* THE REQUEST
In the Cypress cache issue below, condense the paragraph beginning "The cache race condition which led to this issue" into a shorter version that keeps its main facts.

* EXTRACT TO READ
>>
Sporadic cypress binary cache failure of example-basic-pnpm workflow on Ubuntu
Issue
The workflow .github/workflows/example-basic-pnpm.yml fails sporadically. See the following action logs:
When the workflow fails, the log section "Cypress tests" shows:
/usr/local/bin/npx cypress cache list
No cached binary versions were found.
/usr/local/bin/npx cypress verify
The cypress npm package is installed, but the Cypress binary is missing.
and the failures are on one of the jobs:
basic-pnpm-ubuntu-20basic-pnpm-ubuntu-22
| Failure date | ubuntu-20 | ubuntu-22 |
|---|---|---|
| May 6, 2024 (1649) | - | job 24636015853 |
| Apr 24, 2024 (1645) | job 24204489584 | - |
| Apr 19, 2024 (1641) | job 24018300090 | - |
It is not possible to analyze earlier failures, since the corresponding logs have been automatically purged by GitHub settings.
- See PR #1180 for possible resolution
The cache race condition which led to this issue is resolved in https://github.com/cypress-io/github-action/pull/1180. If however the cache of the Cypress binary cache and the cache of the pnpm store cache are out of sync, the workflow does not recover automatically. It is necessary in this situation to manually delete the cache of the pnpm store cache and re-run the workflow.
I'll leave this issue open for the moment and monitor if there are additional failures.
This issue is still happening.
See https://github.com/cypress-io/github-action/actions/runs/9186993814/job/25263739457
Using the failed workflow https://github.com/cypress-io/github-action/actions/runs/9186993814/job/25263739457 as an example ...
The problem occurs when the pnpm store is cached in Linux-pnpm-store-* and the pnpm store contains a copy of the correct version of Cypress, whereas at the same time the cypress-linux-x64-* is missing the corresponding cache Cypress binary.
<<
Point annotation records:
>>
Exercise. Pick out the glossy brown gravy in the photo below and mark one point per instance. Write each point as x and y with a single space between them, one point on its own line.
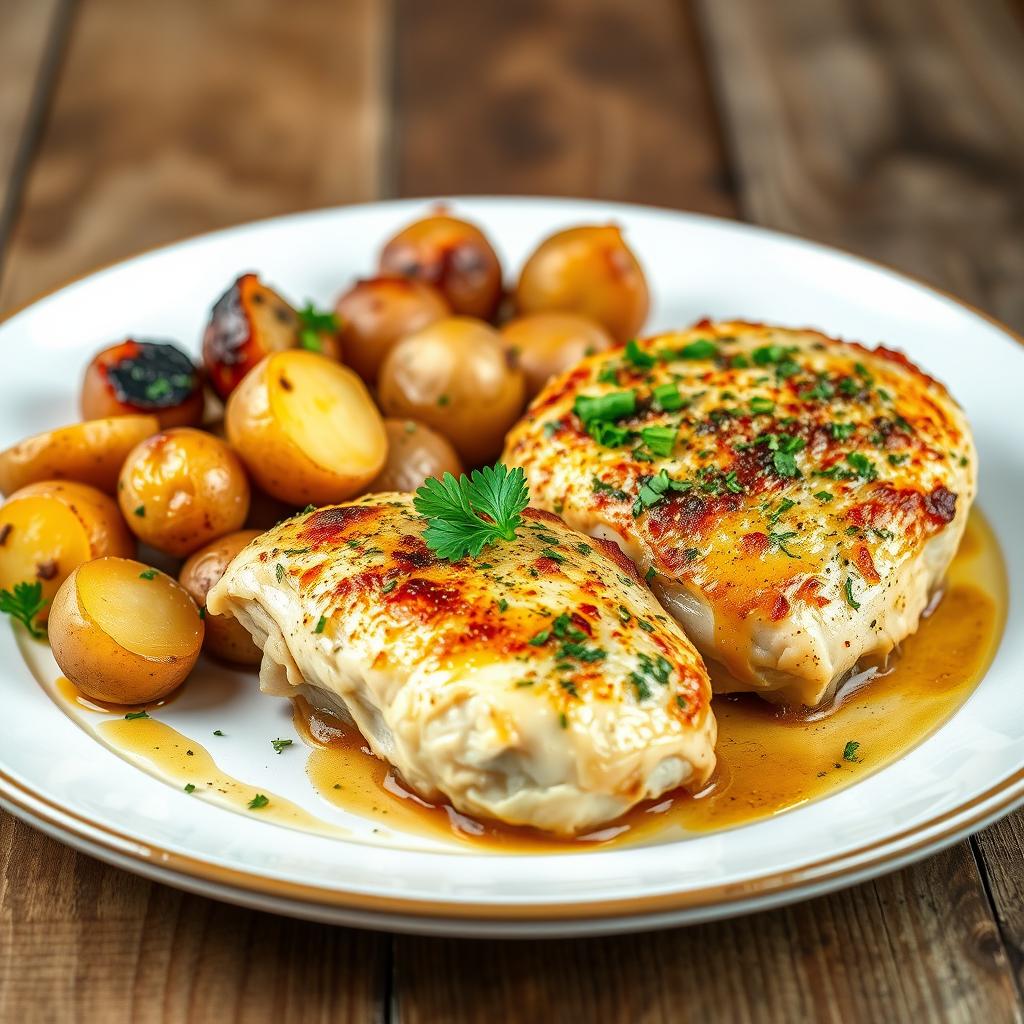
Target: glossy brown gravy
769 760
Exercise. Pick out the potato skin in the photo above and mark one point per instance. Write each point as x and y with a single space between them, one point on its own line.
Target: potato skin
98 666
225 637
278 464
546 344
452 255
249 321
181 488
90 453
148 378
455 376
376 313
104 530
414 453
588 270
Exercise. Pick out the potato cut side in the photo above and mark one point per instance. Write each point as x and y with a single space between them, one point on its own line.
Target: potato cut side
327 412
140 608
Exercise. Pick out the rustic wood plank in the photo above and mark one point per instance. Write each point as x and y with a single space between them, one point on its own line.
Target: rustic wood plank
171 119
178 118
894 130
82 941
29 47
562 97
919 945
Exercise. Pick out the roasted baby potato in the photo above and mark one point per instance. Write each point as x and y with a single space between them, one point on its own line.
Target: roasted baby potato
306 428
89 453
376 313
123 632
545 344
151 378
455 376
454 256
225 637
414 453
588 270
248 322
181 488
50 527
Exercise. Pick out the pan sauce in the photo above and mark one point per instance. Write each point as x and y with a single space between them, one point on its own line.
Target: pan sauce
769 760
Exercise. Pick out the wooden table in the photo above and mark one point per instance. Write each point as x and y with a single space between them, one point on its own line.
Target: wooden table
891 127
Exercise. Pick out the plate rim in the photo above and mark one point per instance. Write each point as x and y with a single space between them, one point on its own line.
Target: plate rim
370 909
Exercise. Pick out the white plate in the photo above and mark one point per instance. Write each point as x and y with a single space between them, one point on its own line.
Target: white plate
55 774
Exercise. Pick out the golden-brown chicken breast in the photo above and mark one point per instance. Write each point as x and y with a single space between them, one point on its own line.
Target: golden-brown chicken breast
794 500
539 683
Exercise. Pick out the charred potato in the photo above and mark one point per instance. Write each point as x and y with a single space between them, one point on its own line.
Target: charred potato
455 376
376 313
182 488
50 527
414 453
152 378
453 256
306 428
588 270
546 344
89 453
123 632
251 321
225 637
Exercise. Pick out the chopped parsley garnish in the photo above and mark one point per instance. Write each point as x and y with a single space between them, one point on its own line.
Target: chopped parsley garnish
700 349
311 324
455 510
638 357
24 603
650 670
659 439
613 406
667 397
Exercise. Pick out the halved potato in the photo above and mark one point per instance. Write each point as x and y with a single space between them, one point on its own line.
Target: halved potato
123 632
89 453
225 637
306 428
49 528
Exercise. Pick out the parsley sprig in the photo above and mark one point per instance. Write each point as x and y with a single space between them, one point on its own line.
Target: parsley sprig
25 604
312 324
466 514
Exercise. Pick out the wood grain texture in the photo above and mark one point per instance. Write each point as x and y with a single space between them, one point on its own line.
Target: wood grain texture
565 97
30 42
172 119
892 129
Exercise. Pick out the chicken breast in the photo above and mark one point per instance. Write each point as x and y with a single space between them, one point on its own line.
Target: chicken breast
540 683
794 500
<<
* WRITTEN RESPONSE
The cache race condition behind this issue is fixed in https://github.com/cypress-io/github-action/pull/1180. However, if the Cypress binary cache and the pnpm store cache fall out of sync, the workflow won't recover by itself. The pnpm store cache must then be deleted manually and the workflow re-run.